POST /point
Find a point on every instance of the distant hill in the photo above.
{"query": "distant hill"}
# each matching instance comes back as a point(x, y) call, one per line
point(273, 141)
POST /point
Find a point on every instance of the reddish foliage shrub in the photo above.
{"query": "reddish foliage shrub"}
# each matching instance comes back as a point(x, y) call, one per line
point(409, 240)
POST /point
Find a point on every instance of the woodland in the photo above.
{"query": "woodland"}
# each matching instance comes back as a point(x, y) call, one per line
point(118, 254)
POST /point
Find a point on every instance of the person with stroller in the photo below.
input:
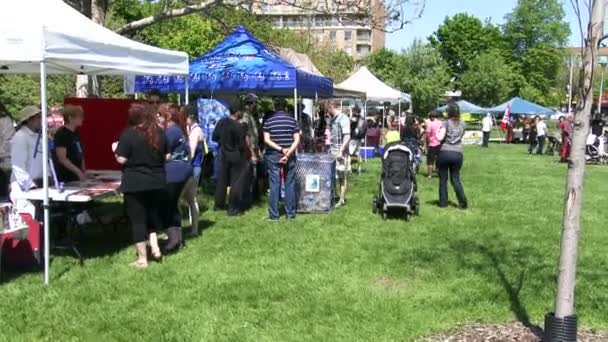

● ACTIVITY:
Reproduce the material above exactly, but only from the line with "Find a point on every instance of the reddish" through its last line, leaving pictures out.

● ANSWER BOX:
Find a point on every instance of the reddish foliage shrub in the photo above.
{"query": "reddish foliage shrub"}
# each matching instance comes back as a point(x, y) call, one per line
point(409, 240)
POST /point
Find a point on every instance of the woodland in the photo above.
{"query": "woodland"}
# each matching instance comes back as a point(x, y) call, one per line
point(118, 254)
POST /point
Find a point on every instance of the person with stroller in the photo below.
input:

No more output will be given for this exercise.